■ **Work to be completed**: Print the line containing "detect side mirror." and each line after it through the end, please, with nothing added.
===============
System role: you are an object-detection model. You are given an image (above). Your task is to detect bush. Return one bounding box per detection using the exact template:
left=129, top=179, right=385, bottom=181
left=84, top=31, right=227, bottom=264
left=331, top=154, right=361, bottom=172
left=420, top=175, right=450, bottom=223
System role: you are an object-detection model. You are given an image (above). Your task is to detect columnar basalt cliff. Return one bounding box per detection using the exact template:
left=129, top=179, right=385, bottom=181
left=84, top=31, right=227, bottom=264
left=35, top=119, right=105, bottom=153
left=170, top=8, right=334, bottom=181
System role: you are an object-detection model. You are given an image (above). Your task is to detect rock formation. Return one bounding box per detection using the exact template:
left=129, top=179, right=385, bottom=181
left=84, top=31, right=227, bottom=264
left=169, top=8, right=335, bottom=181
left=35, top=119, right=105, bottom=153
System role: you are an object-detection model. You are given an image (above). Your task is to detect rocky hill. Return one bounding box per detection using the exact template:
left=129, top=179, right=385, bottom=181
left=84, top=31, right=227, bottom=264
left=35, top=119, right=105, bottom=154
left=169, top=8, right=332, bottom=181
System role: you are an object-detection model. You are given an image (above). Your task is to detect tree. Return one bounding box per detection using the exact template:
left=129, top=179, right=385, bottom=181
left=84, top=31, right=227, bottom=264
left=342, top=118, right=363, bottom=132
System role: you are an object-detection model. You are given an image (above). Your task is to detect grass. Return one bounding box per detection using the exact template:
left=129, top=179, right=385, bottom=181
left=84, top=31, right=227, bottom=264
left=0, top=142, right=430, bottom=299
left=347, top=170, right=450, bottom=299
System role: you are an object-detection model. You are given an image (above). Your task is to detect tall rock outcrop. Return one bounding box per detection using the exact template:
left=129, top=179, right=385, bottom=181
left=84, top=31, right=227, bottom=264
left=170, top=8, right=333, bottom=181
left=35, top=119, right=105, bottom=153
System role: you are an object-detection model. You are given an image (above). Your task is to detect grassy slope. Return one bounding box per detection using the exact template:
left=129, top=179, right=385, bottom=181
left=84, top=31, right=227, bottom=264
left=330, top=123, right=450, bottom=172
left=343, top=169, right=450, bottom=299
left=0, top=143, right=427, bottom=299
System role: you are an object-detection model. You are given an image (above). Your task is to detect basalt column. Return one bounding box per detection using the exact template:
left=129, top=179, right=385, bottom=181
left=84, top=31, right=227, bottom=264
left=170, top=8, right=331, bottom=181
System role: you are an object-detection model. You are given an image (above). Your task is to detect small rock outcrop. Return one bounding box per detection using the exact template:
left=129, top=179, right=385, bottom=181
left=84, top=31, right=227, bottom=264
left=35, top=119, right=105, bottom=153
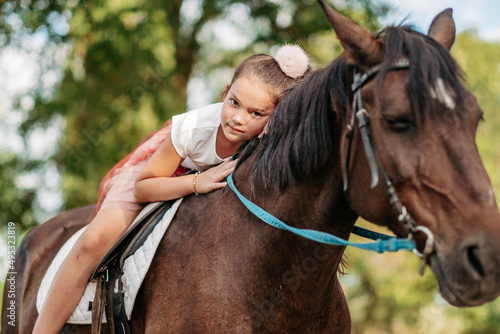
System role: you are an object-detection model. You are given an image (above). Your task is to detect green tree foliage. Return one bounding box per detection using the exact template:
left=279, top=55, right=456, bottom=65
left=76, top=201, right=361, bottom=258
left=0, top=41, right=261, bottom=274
left=0, top=0, right=386, bottom=232
left=0, top=0, right=500, bottom=334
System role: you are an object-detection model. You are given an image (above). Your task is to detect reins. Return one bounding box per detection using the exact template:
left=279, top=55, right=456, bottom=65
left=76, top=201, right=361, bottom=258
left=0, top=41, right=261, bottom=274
left=227, top=59, right=434, bottom=275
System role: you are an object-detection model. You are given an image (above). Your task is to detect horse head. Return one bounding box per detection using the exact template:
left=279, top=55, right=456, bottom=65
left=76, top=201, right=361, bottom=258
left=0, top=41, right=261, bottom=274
left=319, top=0, right=500, bottom=306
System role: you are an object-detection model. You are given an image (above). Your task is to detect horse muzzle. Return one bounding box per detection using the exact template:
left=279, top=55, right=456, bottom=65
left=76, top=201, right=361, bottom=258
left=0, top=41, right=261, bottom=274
left=429, top=237, right=500, bottom=307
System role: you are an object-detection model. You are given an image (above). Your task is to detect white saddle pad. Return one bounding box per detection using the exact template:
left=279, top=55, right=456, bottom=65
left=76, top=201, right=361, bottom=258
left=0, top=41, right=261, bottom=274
left=36, top=198, right=182, bottom=324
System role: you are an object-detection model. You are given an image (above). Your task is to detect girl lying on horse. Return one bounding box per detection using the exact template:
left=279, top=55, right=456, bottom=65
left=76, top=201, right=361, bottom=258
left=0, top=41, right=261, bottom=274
left=34, top=45, right=310, bottom=334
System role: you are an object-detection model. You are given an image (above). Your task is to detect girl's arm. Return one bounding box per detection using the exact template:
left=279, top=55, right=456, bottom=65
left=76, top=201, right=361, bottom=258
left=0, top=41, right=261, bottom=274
left=134, top=136, right=236, bottom=202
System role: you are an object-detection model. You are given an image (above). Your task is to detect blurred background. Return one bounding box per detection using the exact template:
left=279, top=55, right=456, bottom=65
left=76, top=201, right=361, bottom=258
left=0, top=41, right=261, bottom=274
left=0, top=0, right=500, bottom=334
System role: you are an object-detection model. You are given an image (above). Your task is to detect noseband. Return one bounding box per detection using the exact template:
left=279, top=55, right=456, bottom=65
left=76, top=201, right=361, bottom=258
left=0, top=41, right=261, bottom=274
left=342, top=59, right=434, bottom=275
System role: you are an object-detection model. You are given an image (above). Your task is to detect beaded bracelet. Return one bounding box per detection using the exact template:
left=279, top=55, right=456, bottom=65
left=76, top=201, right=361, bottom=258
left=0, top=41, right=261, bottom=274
left=193, top=172, right=200, bottom=196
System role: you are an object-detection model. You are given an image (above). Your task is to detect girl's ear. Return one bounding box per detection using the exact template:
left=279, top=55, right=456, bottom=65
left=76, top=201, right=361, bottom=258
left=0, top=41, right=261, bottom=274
left=222, top=84, right=231, bottom=100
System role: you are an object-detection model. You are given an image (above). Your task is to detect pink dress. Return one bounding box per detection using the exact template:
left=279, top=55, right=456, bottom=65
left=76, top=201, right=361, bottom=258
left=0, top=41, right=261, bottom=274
left=96, top=120, right=187, bottom=212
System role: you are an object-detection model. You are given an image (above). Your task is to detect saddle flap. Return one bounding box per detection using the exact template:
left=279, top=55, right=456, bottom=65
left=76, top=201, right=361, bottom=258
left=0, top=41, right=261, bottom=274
left=90, top=201, right=174, bottom=281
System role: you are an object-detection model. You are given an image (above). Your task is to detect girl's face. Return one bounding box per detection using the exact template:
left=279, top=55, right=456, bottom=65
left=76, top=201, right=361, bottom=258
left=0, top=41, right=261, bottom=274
left=221, top=76, right=275, bottom=144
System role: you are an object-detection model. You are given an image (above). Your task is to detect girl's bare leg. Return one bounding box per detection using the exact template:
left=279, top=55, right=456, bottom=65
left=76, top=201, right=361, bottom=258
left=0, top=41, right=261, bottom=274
left=33, top=209, right=138, bottom=334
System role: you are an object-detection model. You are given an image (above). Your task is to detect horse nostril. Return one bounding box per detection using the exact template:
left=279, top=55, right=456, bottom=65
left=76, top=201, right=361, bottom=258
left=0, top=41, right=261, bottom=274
left=467, top=246, right=484, bottom=277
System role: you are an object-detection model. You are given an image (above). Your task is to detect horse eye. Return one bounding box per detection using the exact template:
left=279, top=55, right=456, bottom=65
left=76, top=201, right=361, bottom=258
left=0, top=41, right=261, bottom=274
left=384, top=116, right=415, bottom=131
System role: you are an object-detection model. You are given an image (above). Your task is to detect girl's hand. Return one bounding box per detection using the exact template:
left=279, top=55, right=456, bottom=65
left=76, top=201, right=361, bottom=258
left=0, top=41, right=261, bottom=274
left=193, top=158, right=237, bottom=194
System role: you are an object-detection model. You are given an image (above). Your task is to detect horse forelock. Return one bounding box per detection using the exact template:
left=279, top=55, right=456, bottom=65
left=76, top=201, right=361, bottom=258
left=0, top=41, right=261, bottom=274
left=236, top=26, right=464, bottom=189
left=377, top=26, right=465, bottom=120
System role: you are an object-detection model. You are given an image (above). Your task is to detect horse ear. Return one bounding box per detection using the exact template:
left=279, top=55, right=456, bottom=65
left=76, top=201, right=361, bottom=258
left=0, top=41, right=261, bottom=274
left=318, top=0, right=384, bottom=67
left=427, top=8, right=456, bottom=50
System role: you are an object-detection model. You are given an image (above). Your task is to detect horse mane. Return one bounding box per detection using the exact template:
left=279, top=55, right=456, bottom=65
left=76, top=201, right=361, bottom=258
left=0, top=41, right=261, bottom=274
left=239, top=26, right=464, bottom=190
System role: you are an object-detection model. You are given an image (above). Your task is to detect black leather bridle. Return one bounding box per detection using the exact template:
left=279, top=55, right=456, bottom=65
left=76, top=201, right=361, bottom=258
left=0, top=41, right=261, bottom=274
left=341, top=59, right=434, bottom=275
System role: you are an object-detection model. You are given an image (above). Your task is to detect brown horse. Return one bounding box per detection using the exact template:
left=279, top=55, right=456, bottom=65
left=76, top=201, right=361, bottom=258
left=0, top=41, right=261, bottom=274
left=2, top=0, right=500, bottom=333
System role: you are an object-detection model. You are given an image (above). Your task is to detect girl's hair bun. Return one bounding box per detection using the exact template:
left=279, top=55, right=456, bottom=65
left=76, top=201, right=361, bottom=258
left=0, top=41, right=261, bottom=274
left=274, top=44, right=309, bottom=79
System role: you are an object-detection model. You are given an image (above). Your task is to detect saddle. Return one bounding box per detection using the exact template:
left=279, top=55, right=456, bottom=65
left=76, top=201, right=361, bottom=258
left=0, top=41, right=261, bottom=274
left=89, top=201, right=175, bottom=334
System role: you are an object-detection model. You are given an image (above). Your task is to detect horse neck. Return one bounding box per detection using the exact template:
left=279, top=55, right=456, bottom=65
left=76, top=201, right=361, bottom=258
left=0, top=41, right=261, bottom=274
left=234, top=151, right=356, bottom=276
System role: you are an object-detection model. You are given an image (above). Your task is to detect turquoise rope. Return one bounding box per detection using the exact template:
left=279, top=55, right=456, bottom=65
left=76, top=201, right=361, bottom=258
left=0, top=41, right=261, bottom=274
left=227, top=174, right=415, bottom=253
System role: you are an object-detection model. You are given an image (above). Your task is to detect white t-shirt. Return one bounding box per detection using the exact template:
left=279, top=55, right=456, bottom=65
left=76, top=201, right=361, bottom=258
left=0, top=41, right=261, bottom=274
left=171, top=103, right=225, bottom=171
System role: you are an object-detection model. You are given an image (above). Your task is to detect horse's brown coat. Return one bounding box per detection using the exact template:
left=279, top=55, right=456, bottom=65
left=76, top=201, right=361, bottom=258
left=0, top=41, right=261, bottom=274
left=2, top=1, right=500, bottom=334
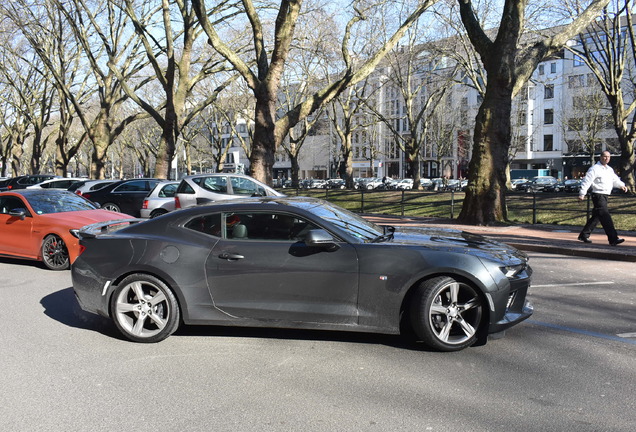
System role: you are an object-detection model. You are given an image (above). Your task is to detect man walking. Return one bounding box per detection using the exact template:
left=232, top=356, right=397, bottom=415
left=579, top=151, right=627, bottom=246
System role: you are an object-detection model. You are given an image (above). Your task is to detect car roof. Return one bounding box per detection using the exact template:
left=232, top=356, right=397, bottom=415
left=0, top=189, right=75, bottom=199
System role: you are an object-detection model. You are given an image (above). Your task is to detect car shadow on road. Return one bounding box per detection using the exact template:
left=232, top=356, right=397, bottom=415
left=40, top=287, right=121, bottom=339
left=173, top=325, right=434, bottom=352
left=40, top=287, right=442, bottom=352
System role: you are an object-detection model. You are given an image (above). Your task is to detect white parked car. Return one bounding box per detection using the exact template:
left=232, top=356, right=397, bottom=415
left=139, top=180, right=179, bottom=219
left=27, top=177, right=86, bottom=190
left=395, top=179, right=413, bottom=190
left=68, top=180, right=118, bottom=195
left=175, top=173, right=285, bottom=208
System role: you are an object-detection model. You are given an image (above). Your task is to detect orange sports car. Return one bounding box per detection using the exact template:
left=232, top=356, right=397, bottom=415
left=0, top=189, right=132, bottom=270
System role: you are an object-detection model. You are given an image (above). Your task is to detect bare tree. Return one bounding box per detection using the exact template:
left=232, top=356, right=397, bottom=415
left=458, top=0, right=609, bottom=225
left=111, top=0, right=234, bottom=178
left=568, top=0, right=636, bottom=193
left=192, top=0, right=437, bottom=184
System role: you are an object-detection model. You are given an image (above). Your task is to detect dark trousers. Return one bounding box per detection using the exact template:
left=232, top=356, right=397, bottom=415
left=579, top=193, right=618, bottom=243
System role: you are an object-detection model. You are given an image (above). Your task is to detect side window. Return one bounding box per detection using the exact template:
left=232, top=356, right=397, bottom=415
left=159, top=184, right=177, bottom=198
left=235, top=213, right=318, bottom=242
left=184, top=213, right=222, bottom=237
left=200, top=177, right=227, bottom=193
left=232, top=177, right=259, bottom=196
left=113, top=180, right=148, bottom=192
left=0, top=196, right=28, bottom=215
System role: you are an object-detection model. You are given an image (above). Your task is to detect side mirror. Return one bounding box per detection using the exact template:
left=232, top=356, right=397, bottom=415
===============
■ **Exercise solution**:
System role: you are an object-detection model. You are given an image (above). Your task is to detect side mirror. Return one bounding box per detection using the exact template:
left=232, top=356, right=397, bottom=415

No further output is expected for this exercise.